- _DOCUMENT SOURCE_:

□ □ □ □ □ □ □

Traité mondial sur les plastiques : des scientifiques INRAE engagés dans les négociations

Alors que les États membres des Nations unies négocient un traité juridiquement contraignant pour mettre fin à la pollution plastique, plusieurs chercheurs d’INRAE se sont investis dans les coulisses. La participation des scientifiques permet de porter une expertise rigoureuse et indépendante dans un processus dépourvu de structure scientifique officielle. Une manière d’ancrer la recherche publique en appui direct aux décisions politiques internationales.

Publié le 29 juillet 2025

© INRAE

Ils sont 3 chercheurs INRAE spécialistes des plastiques, avec des approches complémentaires : Xavier Cousin, physiologiste étudiant leurs effets sur les poissons, Marie-France Dignac, géochimiste qui travaille sur les microplastiques dans les sols, et Muriel Mercier-Bonin, toxicologue spécialisée dans les effets des microplastiques sur la sphère digestive. Au fil de leurs travaux sur les plastiques et d’une prise de conscience de leurs effets nocifs, une volonté de s’impliquer émerge.

« Lors du CIN-2 (2e session du Comité intergouvernemental de négociation) à Paris, je n’étais pas accréditée, mais j’ai pu assister aux événements parallèles, raconte Marie-France Dignac. C’est là que j’ai compris à quel point nos recherches pouvaient peser dans les débats. » Au cours de cette période, les 3 spécialistes rejoignent la Coalition des scientifiques pour un traité efficace sur les plastiques, un collectif international créé en 2022. Réunissant plus de 450 scientifiques de plus de 65 pays cette coalition s’est formée pour combler l’absence d’organe scientifique officiel associé aux négociations du traité sur les plastiques, contrairement aux négociations internationales portant sur le climat ou la biodiversité.

□ □ □ □ □ □ □

Entrées de données enregistrées:
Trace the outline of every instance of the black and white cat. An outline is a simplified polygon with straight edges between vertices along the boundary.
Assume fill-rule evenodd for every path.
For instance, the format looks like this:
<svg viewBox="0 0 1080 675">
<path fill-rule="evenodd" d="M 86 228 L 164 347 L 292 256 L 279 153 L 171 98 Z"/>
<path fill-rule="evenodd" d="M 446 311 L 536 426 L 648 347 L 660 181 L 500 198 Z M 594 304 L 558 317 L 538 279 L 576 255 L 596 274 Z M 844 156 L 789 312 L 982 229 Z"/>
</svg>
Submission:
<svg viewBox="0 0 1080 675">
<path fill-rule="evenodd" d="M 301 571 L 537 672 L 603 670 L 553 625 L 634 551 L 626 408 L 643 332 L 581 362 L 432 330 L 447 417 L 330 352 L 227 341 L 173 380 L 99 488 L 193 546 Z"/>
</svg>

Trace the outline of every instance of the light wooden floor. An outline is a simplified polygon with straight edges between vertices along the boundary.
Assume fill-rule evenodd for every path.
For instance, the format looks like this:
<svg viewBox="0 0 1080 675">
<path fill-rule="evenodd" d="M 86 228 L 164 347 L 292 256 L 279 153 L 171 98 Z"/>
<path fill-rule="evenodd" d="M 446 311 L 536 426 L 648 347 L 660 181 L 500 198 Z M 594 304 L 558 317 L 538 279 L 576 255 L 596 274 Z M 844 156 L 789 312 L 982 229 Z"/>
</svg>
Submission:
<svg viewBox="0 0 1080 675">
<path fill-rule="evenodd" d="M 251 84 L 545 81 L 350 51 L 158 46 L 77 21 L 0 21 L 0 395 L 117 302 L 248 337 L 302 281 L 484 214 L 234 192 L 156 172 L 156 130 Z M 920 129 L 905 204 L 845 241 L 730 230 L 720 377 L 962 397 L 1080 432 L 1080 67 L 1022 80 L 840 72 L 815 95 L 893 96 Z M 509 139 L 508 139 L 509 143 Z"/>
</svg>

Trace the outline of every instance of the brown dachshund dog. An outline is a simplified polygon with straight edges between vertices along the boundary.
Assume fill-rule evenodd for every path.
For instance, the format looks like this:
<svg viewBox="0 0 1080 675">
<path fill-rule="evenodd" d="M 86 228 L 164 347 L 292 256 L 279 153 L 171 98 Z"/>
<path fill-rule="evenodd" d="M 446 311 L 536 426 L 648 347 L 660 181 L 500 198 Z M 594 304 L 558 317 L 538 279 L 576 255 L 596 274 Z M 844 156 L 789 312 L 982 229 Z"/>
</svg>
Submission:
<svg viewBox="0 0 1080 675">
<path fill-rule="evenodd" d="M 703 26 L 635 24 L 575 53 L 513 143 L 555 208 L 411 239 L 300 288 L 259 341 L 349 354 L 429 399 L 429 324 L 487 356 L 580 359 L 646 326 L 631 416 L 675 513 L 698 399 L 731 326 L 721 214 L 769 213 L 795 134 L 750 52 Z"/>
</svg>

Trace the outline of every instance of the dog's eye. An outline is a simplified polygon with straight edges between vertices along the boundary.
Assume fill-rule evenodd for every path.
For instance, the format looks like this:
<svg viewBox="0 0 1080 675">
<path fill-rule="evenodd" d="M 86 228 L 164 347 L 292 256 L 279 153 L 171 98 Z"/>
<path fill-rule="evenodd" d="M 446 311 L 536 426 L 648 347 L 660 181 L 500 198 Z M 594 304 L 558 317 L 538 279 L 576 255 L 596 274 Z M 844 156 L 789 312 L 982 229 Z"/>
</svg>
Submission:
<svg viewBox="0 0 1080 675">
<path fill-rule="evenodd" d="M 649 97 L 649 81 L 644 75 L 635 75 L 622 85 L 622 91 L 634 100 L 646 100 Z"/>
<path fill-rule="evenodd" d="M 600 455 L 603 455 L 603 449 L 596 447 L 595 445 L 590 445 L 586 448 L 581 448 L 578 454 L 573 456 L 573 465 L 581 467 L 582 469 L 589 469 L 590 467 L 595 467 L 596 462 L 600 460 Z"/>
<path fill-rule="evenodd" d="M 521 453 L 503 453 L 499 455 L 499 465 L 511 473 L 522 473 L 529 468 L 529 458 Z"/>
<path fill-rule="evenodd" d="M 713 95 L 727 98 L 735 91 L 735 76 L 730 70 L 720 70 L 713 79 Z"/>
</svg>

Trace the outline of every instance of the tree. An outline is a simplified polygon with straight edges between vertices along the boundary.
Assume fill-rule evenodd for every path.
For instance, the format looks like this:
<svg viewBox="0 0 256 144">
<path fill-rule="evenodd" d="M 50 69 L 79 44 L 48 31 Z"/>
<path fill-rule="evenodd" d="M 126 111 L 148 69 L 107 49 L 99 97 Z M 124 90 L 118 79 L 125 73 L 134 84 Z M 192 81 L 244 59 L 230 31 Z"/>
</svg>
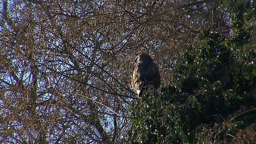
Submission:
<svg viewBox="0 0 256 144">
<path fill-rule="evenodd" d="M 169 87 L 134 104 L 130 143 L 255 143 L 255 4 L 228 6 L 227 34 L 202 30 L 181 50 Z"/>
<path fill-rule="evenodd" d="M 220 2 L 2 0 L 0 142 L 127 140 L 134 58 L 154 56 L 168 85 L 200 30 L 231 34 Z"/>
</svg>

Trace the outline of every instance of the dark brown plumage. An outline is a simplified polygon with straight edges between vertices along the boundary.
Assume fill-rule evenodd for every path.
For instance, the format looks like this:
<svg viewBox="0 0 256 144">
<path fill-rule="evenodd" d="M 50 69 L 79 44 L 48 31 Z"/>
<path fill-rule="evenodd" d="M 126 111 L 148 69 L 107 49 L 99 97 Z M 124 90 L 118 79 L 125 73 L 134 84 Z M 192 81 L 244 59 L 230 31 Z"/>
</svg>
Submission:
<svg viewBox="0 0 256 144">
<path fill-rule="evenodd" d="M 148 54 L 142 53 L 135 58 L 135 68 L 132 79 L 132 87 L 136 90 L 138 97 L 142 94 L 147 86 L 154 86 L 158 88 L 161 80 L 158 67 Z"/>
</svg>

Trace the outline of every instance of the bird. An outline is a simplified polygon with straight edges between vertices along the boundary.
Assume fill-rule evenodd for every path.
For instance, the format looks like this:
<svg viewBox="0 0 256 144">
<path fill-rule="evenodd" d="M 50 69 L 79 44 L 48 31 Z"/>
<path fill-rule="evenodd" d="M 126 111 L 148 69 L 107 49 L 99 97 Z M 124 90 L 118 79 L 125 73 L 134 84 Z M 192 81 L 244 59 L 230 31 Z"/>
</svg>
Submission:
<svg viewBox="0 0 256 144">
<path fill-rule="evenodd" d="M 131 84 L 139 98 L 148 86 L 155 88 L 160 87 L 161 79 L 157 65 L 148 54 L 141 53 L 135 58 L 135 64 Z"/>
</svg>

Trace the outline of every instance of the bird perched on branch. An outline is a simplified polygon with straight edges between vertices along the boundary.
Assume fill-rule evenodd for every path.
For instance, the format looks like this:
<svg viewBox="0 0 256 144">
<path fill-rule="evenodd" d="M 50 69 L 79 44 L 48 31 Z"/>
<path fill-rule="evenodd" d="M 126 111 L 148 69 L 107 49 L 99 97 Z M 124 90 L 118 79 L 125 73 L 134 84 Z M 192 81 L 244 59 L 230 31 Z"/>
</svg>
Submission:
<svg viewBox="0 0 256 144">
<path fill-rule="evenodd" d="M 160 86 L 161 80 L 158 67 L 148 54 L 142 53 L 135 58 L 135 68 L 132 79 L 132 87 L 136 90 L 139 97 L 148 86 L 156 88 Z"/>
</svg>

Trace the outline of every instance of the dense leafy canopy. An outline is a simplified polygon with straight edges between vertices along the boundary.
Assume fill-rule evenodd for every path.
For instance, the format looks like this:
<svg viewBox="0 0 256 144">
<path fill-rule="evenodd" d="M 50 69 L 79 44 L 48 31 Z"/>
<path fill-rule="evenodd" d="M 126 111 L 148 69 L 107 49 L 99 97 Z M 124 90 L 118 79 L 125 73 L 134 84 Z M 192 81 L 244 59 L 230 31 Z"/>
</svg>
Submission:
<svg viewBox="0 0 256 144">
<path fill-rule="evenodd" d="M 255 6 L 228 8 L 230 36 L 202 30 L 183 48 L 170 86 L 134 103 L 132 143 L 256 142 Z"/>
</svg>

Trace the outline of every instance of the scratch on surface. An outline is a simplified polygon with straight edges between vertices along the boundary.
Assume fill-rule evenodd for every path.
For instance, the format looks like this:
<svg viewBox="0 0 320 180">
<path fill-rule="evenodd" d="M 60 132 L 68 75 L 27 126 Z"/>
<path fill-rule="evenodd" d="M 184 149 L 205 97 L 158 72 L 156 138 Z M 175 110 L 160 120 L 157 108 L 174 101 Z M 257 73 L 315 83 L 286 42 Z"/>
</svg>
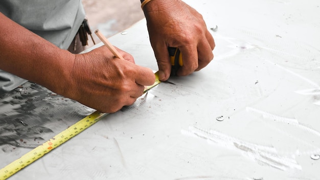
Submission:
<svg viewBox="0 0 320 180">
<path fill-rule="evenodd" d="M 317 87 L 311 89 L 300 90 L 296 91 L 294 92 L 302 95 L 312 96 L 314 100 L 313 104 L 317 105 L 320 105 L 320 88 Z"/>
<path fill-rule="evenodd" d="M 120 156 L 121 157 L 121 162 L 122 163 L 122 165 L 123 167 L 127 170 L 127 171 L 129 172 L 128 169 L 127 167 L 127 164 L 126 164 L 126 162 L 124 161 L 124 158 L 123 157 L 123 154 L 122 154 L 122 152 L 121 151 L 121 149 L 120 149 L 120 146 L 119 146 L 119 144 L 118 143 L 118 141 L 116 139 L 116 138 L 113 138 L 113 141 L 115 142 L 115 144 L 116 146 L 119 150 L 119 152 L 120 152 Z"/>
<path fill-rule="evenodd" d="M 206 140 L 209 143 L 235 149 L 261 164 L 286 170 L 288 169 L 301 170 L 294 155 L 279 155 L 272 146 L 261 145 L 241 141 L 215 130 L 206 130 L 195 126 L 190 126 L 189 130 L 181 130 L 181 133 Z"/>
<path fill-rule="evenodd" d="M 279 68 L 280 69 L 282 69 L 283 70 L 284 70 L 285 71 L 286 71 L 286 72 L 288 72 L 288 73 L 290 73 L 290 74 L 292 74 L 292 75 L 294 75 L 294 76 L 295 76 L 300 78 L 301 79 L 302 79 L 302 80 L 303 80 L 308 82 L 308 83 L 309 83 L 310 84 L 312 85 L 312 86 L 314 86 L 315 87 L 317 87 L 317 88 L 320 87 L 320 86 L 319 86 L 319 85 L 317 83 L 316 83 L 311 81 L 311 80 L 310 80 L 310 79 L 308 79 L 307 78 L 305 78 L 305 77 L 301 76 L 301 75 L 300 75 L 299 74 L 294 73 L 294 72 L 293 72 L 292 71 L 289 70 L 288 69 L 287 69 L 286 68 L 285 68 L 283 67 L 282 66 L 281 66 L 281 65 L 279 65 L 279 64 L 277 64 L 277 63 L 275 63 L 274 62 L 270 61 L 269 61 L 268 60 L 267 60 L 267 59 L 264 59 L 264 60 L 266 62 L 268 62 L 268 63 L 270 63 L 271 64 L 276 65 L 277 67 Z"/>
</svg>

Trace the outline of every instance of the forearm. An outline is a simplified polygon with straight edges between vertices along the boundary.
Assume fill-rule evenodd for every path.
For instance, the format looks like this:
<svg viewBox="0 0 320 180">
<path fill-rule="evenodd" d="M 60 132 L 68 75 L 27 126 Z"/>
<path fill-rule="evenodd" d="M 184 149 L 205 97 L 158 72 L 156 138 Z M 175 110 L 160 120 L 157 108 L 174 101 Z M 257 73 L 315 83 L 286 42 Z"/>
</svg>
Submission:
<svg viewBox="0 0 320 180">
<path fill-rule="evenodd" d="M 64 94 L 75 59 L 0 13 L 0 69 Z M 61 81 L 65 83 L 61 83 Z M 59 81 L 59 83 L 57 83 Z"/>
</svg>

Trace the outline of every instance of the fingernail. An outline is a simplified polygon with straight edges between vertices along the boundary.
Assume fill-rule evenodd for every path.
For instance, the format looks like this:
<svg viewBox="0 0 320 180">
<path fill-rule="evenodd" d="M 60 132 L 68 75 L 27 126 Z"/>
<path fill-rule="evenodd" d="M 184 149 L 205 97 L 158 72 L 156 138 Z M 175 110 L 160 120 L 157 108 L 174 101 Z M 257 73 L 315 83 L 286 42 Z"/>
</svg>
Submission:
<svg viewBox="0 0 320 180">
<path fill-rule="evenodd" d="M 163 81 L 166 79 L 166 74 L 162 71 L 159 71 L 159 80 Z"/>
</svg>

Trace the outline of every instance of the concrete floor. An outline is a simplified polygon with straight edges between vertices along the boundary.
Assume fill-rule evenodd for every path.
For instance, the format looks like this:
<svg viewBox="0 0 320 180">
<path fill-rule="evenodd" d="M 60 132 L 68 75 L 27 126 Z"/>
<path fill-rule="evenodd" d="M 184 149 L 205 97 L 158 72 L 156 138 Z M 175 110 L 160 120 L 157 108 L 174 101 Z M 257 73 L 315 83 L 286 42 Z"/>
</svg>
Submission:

□ □ □ □ □ □ □

- _CONSIGNES_:
**A.** D'après le document source, en quelle année la Coalition des scientifiques pour un traité efficace sur les plastiques a-t-elle été créée ?
**B.** Dressez la liste des chercheurs INRAE nommés dans le document source, en indiquant pour chacun sa spécialité.
Il n'est pas nécessaire de consulter les lignes.

- _RÉPONSES RÉDIGÉES_:
**A.** Elle a été créée en 2022.

**B.**
- Xavier Cousin, physiologiste qui étudie les effets des plastiques sur les poissons
- Marie-France Dignac, géochimiste qui travaille sur les microplastiques dans les sols
- Muriel Mercier-Bonin, toxicologue spécialisée dans les effets des microplastiques sur la sphère digestive